Point-per-instance localization data:
********

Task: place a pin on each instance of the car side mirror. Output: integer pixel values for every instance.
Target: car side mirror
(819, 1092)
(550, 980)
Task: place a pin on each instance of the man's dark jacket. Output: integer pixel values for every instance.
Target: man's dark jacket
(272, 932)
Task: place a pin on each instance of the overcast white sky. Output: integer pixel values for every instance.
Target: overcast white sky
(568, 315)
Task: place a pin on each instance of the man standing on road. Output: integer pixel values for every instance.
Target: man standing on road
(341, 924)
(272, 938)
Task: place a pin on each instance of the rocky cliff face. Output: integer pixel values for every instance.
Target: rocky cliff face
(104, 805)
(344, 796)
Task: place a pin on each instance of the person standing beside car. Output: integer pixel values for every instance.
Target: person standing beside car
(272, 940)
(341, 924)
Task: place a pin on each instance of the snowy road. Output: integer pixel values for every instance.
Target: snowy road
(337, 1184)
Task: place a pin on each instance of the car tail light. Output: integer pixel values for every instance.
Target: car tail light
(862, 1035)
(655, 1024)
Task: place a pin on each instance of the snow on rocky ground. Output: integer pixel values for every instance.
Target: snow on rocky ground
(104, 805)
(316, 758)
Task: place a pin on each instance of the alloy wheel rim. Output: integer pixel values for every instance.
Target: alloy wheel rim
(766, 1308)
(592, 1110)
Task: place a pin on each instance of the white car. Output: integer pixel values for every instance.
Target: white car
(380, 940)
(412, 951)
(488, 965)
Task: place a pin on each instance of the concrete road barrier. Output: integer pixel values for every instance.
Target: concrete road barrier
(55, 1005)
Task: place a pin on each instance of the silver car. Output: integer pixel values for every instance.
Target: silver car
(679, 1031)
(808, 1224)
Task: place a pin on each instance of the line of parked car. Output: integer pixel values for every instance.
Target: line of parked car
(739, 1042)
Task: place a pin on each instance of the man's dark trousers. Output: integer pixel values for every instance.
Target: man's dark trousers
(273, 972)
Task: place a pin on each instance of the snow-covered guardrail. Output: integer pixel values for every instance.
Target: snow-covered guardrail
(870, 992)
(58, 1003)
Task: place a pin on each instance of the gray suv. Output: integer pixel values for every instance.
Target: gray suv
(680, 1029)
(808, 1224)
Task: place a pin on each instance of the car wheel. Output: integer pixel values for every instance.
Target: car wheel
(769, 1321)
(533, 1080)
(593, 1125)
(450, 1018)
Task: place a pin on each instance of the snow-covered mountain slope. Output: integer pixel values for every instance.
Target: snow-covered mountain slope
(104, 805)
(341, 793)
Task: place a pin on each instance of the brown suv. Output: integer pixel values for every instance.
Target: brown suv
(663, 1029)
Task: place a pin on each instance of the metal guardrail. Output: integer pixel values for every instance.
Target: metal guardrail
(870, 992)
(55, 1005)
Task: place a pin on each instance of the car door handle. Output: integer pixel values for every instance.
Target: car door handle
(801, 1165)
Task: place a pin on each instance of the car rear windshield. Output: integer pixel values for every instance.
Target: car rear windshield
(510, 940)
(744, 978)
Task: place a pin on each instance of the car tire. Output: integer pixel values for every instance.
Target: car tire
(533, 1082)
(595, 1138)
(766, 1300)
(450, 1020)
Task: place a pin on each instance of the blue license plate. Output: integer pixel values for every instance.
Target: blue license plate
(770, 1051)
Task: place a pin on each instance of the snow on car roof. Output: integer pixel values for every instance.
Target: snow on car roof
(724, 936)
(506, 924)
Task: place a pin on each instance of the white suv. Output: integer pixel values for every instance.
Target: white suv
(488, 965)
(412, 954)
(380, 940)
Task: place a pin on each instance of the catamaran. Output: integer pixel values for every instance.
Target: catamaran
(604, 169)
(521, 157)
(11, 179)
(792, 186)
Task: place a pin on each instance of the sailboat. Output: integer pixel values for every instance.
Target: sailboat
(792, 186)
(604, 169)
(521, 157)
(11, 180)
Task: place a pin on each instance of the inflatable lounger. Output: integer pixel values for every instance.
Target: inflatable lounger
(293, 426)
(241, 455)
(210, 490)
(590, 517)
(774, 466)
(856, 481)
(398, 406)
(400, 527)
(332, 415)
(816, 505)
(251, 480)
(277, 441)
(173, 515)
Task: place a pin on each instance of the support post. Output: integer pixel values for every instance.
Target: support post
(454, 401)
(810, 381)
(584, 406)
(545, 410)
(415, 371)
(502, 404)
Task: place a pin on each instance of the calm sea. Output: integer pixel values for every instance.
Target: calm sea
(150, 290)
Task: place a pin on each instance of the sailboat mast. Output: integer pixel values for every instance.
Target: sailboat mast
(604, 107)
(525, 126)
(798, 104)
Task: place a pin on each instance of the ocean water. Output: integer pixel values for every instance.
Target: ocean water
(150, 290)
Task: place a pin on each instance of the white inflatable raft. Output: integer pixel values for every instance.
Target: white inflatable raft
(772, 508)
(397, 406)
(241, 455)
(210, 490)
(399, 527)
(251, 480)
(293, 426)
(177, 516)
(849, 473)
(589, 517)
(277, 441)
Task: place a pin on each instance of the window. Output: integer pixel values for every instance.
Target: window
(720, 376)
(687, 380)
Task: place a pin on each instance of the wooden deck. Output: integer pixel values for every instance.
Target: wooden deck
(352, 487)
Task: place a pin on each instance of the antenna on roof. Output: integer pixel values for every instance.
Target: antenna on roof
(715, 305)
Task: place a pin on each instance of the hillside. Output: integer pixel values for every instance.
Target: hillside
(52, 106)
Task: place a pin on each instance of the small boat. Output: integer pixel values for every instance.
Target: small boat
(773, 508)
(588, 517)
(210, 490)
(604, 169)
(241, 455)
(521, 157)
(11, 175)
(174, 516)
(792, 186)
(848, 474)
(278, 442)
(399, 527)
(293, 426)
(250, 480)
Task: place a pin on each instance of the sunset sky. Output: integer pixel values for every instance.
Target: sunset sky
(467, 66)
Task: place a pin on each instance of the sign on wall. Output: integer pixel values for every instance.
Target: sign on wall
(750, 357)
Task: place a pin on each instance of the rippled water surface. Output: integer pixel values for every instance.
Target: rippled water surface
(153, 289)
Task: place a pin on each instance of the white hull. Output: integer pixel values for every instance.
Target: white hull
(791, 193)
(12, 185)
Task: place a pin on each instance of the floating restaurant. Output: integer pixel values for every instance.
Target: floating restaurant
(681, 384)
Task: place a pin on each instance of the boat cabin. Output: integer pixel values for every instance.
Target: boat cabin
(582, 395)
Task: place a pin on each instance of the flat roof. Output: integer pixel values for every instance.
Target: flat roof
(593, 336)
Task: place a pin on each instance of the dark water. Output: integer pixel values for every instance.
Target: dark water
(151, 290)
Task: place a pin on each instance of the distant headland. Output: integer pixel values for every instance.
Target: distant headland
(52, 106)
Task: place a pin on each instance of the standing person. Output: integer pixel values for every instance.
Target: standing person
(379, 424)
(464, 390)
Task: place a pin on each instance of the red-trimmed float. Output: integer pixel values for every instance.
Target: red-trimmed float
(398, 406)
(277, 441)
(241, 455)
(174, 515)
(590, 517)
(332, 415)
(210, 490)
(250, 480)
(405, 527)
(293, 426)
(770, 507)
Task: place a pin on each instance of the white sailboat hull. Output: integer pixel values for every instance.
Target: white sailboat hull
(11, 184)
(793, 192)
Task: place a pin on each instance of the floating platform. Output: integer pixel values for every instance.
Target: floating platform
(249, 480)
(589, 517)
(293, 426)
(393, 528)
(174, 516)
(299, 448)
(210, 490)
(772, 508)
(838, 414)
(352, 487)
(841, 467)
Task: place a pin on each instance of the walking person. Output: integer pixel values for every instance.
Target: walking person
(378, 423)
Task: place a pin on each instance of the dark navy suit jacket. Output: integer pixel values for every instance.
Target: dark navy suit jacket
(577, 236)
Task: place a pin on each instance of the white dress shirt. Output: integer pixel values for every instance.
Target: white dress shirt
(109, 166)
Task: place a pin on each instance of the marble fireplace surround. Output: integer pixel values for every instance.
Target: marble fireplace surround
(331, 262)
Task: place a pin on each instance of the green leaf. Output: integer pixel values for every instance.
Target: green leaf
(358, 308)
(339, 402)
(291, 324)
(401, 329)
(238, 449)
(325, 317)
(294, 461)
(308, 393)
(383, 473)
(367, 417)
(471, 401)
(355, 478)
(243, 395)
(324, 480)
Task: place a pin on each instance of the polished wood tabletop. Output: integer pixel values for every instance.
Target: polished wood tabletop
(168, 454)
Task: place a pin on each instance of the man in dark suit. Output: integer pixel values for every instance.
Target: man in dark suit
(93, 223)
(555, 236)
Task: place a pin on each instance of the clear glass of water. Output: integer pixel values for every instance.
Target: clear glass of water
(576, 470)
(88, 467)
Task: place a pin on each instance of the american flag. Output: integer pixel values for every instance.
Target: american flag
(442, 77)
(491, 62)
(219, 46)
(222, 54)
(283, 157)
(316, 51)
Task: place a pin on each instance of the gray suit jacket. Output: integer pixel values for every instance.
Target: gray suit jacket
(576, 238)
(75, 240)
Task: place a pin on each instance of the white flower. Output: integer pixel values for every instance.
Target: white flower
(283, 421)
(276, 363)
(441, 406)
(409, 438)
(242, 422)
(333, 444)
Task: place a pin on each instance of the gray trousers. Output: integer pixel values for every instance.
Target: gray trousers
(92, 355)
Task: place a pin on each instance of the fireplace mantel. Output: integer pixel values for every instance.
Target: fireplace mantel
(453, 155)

********

Work order: Transcribe, exactly and without additions, the lines of the records above, beginning with the line that contains "Task: place a pin on each instance of the rocky" and ending with the line that contains "Task: place a pin on each instance of the person", both included.

Finished exercise:
Task: place a pin on each instance of the rocky cliff face. Output: integer pixel values for every instance.
Target: rocky cliff face
(104, 805)
(344, 796)
Task: place a pin on each instance of the person standing beside car. Output: integer pixel values for every instance.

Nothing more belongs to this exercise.